▶ [Trecho para leitura]:
Não me cabe debater ou interpretar leis religiosas de quem quer que seja.   Mas com as restrições acima mencionadas – que reconheço estarem simplificadas – fica a dúvida: o que queria esta população muçulmana na Grã-Bretanha?  O que esperava atingir?  Por que fazer este protesto? 

 

Os muçulmanos na Grã-Bretanha são em grande parte imigrantes das antigas colônias britânicas.  Estas famílias poderiam até ser recém-chegadas – o que não é o caso —  mas, já saberiam as diretrizes culturais da Escócia antes de se estabelecerem lá.  Sabem que por lá o cachorro é considerado “o melhor amigo do homem”.  Seria muita ingenuidade imaginar que estivessem tentando mudar a sociedade em que vivem.  Ou, ainda mais mirabolante, convertê-la ao islamismo.

▶ [Atividades propostas]:
A: Responda com base no trecho:
(i) De onde vêm, em grande parte, os muçulmanos na Grã-Bretanha?
(ii) Como o cachorro é considerado na Escócia?
(iii) O que o autor diz que não lhe cabe fazer?
B: Altere a parte do trecho que começa em "Não me cabe" e vai até "fazer este protesto?", trocando "protesto" por "ato".
C: Liste todas as perguntas que o trecho formula.
Os registros abaixo não têm relação com o trecho.

▶ [Lista de registros]:
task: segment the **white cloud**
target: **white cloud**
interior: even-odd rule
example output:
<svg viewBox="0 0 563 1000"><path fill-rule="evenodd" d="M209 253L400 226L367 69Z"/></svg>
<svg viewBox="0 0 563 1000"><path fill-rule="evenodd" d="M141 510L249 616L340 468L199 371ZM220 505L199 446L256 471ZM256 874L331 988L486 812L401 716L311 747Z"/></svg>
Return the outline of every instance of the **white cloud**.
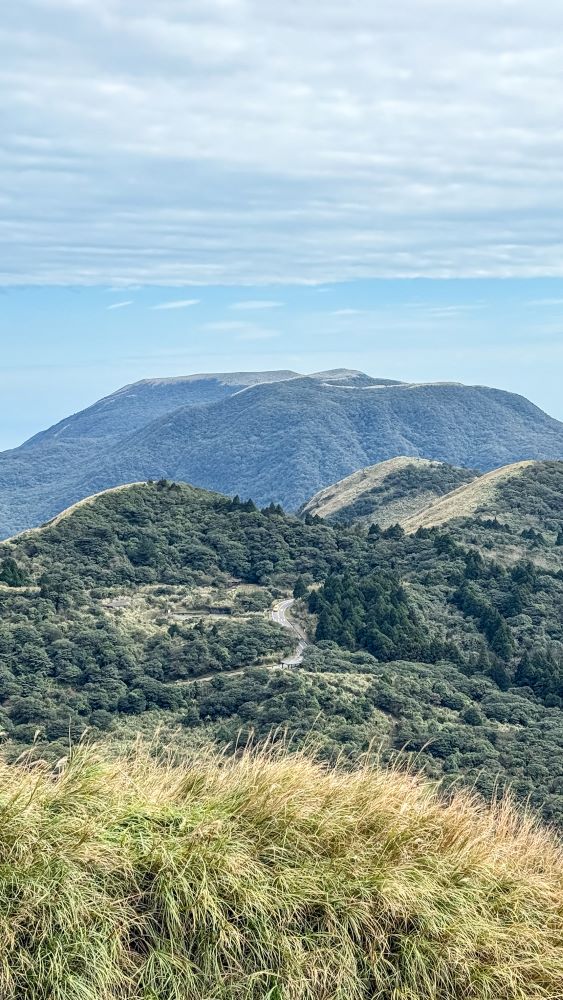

▶ [Respostas das atividades]:
A:
(i) São em grande parte imigrantes das antigas colônias britânicas.
(ii) É considerado "o melhor amigo do homem".
(iii) Debater ou interpretar leis religiosas de quem quer que seja.

B:
Não me cabe debater ou interpretar leis religiosas de quem quer que seja.   Mas com as restrições acima mencionadas – que reconheço estarem simplificadas – fica a dúvida: o que queria esta população muçulmana na Grã-Bretanha?  O que esperava atingir?  Por que fazer este ato?

C:
o que queria esta população muçulmana na Grã-Bretanha?
O que esperava atingir?
Por que fazer este protesto?